## Begin TASK MATERIAL

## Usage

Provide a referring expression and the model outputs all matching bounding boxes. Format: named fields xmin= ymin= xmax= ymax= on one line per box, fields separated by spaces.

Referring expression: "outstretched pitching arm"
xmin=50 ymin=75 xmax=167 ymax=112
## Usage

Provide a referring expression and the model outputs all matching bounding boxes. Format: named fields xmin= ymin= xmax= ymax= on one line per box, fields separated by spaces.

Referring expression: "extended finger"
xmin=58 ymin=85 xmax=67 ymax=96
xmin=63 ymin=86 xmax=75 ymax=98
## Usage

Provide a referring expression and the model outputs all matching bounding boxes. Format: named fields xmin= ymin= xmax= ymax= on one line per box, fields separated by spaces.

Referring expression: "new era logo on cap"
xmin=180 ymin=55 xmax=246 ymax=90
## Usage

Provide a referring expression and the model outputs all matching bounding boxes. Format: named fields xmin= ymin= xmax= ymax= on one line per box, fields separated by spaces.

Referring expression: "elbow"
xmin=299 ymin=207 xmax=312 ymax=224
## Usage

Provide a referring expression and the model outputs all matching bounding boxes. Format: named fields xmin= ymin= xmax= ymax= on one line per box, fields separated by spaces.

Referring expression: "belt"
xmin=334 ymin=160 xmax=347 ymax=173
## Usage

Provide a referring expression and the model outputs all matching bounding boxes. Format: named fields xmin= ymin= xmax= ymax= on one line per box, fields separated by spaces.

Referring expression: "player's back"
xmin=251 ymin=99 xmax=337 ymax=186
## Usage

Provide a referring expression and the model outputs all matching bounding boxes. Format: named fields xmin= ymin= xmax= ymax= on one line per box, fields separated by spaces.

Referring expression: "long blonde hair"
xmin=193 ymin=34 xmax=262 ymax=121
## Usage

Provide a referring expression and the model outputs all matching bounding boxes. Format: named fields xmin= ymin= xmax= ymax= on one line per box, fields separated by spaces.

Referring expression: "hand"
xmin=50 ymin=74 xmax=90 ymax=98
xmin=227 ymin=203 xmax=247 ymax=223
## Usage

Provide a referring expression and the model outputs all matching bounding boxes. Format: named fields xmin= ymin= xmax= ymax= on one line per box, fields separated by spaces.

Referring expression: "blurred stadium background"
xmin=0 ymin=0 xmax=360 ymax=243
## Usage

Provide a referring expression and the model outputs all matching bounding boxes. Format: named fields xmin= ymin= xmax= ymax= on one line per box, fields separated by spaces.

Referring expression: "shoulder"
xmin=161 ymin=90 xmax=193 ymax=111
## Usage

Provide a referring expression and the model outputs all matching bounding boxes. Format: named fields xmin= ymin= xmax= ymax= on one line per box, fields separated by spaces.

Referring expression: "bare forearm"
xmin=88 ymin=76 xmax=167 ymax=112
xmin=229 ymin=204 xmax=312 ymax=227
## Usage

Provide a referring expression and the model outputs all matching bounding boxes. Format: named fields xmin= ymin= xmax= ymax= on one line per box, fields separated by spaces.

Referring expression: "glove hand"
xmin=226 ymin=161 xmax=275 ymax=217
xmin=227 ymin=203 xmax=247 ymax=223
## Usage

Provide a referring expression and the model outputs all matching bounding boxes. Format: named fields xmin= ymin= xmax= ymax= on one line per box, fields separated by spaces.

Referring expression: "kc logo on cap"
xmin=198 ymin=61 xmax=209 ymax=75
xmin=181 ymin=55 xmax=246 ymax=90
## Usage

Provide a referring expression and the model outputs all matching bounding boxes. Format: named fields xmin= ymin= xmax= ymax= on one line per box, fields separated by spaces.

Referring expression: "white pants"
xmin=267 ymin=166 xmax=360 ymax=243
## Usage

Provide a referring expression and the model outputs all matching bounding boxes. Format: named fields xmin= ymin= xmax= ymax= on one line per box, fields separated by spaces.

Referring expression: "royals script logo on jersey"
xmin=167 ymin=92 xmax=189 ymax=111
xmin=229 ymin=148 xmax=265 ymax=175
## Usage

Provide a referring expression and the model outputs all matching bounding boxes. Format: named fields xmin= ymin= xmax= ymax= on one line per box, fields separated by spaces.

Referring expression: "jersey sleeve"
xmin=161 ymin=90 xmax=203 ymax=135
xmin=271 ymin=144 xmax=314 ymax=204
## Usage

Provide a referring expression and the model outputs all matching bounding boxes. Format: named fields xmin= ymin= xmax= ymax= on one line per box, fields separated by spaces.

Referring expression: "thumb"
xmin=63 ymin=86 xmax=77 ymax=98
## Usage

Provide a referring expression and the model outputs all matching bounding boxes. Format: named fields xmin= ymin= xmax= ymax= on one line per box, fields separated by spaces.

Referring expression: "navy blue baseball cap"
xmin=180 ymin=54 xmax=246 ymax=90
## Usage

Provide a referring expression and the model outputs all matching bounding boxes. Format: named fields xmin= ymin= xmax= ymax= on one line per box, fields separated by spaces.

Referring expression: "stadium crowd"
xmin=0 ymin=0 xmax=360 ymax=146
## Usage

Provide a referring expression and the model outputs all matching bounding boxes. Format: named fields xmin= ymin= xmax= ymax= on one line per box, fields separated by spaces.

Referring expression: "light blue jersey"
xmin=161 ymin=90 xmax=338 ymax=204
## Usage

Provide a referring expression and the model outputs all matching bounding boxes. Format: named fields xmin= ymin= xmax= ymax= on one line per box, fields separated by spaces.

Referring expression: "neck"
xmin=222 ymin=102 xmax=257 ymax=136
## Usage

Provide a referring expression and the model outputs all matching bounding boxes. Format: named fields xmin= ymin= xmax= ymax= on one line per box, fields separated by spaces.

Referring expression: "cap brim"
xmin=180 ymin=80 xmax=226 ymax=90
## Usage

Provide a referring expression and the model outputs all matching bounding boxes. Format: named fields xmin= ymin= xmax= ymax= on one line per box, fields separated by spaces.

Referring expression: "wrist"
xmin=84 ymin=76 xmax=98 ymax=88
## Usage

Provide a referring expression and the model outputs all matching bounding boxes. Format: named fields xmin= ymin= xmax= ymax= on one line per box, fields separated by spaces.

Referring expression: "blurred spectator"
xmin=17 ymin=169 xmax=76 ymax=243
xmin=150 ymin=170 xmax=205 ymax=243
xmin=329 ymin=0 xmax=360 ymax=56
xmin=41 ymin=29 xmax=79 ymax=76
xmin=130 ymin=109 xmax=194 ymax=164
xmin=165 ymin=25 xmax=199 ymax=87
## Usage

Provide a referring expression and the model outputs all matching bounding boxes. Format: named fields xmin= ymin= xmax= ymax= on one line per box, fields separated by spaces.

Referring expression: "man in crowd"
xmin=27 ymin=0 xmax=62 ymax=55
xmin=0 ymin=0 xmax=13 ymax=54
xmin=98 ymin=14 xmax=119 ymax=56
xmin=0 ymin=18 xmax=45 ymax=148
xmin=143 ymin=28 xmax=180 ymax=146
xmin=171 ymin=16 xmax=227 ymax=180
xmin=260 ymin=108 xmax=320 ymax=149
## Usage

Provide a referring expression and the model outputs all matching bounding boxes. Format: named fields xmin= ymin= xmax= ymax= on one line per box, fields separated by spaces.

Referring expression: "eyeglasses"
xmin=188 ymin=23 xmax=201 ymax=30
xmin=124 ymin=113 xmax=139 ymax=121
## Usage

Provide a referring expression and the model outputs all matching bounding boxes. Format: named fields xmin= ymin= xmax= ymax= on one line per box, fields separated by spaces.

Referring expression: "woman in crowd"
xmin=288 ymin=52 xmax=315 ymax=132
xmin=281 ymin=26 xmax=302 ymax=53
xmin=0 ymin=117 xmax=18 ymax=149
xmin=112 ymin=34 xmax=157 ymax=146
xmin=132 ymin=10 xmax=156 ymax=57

## End TASK MATERIAL

### SHORT TASK:
Please copy the material word for word, from its first line up to and including the line that contains "xmin=50 ymin=75 xmax=167 ymax=112".

### FULL SOLUTION:
## Usage

Provide a referring expression and the model outputs all matching bounding boxes. Format: named fields xmin= ymin= xmax= ymax= on one line per box, fields separated by spaces.

Referring expression: "outstretched pitching arm"
xmin=50 ymin=75 xmax=167 ymax=112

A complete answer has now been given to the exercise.